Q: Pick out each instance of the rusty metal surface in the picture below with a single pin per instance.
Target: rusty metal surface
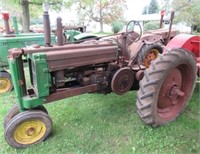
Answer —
(14, 53)
(122, 81)
(69, 92)
(80, 57)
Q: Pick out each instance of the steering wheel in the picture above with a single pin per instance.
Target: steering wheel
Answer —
(131, 34)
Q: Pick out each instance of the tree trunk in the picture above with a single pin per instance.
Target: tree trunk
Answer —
(25, 16)
(101, 25)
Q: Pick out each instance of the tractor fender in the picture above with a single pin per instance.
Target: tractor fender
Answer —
(185, 41)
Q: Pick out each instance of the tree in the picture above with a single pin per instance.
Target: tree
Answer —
(187, 11)
(145, 10)
(153, 7)
(27, 5)
(101, 11)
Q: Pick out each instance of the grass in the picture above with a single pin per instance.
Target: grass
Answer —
(95, 123)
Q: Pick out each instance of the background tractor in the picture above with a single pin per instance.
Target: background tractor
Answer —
(164, 75)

* * * *

- **DIRECTIVE**: Give back all entries exactly. No pictures belong in the copy.

- **OUTPUT OF THE TASK**:
Q: Pick out each instance of the rusty metal surface in the picture below with a single pin per instance.
Target: rusty metal surface
Answer —
(14, 53)
(122, 81)
(69, 92)
(80, 57)
Q: Pick out each instance of the steering wheel in the picture above with a single pin per instance.
Target: steering wheel
Answer —
(131, 34)
Q: Pick out each instance of the tree trunk in the picture above with a single pin per instance.
Target: tree trunk
Answer —
(25, 16)
(101, 25)
Q: Pick out each instance of the tractor fender in the picture above with a single pin per instance.
Target: tractor fender
Answer —
(185, 41)
Q: Pick out each instance of the tree in the picture above with a single pin per instance.
Target: tree
Answer —
(187, 11)
(145, 10)
(153, 7)
(27, 5)
(101, 11)
Q: Pick out each instance of the grass in the picture above with a single pin per instance.
Target: grass
Answer —
(95, 123)
Q: Pick out each instance of the background tractor in the picture above with a single pin per instance.
Target: background tractor
Answer —
(164, 75)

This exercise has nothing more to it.